» Task details: Count the lines in the records below that contain the string "rapid", matching case exactly, and reply with that number alone.

########################################

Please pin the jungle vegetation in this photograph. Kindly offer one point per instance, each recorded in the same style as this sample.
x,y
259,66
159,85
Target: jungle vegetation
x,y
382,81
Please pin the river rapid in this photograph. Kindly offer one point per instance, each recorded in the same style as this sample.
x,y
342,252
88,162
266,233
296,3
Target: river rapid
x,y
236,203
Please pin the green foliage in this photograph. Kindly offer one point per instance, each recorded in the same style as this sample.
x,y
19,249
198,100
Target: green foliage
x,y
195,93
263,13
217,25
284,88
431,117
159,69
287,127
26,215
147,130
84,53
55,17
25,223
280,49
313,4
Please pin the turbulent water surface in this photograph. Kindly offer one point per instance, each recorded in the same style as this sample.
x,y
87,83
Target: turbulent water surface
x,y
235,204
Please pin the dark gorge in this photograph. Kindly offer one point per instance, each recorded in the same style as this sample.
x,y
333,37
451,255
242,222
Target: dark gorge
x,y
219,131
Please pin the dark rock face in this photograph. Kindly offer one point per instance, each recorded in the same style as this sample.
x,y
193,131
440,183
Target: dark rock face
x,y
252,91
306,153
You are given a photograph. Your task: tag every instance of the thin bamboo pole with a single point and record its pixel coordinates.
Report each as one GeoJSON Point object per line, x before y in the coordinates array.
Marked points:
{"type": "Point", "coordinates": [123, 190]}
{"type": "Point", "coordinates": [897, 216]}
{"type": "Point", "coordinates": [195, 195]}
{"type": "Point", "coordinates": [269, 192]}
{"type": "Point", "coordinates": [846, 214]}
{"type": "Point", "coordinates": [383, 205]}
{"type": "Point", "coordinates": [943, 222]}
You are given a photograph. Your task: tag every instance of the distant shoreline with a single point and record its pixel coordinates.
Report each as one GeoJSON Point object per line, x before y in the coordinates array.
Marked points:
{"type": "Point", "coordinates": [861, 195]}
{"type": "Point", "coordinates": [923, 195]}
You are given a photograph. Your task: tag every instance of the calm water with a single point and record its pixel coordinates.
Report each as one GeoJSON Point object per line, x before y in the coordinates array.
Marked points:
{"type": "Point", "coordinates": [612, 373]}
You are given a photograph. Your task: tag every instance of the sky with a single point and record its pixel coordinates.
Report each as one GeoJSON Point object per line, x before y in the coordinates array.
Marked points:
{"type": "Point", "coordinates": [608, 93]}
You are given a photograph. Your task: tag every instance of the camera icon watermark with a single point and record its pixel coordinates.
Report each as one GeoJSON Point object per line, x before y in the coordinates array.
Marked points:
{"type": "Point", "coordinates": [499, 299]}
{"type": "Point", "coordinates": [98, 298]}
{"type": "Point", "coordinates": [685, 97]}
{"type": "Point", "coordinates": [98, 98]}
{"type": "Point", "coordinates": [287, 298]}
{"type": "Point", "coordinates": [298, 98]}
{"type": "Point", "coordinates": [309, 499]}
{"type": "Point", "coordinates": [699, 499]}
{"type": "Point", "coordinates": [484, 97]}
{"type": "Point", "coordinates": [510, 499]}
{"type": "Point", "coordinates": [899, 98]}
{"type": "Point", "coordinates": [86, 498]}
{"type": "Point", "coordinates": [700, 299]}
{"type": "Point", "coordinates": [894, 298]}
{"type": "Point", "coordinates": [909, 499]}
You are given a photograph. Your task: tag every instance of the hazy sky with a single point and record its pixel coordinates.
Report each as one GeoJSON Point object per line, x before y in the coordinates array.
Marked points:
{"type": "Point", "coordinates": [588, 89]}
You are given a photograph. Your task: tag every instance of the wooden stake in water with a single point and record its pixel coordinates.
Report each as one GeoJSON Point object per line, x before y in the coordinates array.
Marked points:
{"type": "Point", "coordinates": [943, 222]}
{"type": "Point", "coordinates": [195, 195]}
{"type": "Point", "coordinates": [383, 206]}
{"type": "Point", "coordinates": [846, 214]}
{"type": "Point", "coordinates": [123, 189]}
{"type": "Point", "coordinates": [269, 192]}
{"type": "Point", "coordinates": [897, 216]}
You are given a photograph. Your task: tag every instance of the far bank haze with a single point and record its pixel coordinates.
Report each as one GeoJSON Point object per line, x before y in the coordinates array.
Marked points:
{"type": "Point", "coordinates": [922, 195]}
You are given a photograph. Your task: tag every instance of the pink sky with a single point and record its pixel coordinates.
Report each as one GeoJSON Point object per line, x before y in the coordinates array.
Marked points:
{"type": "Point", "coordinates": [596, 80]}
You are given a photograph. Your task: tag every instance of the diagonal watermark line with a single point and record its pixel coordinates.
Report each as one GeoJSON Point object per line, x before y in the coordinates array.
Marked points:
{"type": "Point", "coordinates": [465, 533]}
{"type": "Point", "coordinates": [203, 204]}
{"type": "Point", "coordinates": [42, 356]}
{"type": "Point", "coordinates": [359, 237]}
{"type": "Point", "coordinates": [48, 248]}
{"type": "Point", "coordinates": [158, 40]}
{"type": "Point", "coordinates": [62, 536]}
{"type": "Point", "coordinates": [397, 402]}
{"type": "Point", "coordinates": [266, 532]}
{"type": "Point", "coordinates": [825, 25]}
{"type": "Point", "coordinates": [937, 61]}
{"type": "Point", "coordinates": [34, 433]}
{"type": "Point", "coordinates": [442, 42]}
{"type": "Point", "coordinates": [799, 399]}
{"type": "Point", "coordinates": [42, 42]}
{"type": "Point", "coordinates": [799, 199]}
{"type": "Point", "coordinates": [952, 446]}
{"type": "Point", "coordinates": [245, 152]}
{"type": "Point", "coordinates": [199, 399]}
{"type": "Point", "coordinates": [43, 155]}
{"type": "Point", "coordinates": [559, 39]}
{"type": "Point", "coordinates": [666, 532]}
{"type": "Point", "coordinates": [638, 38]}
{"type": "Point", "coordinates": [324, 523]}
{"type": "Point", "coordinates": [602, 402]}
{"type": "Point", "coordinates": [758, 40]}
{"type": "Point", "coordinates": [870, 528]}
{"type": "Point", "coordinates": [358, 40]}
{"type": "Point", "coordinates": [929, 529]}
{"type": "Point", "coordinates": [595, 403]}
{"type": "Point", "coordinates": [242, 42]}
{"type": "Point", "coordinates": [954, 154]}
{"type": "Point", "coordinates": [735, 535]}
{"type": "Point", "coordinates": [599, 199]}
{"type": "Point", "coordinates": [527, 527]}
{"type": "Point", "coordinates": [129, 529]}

########################################

» Result of the exercise: 2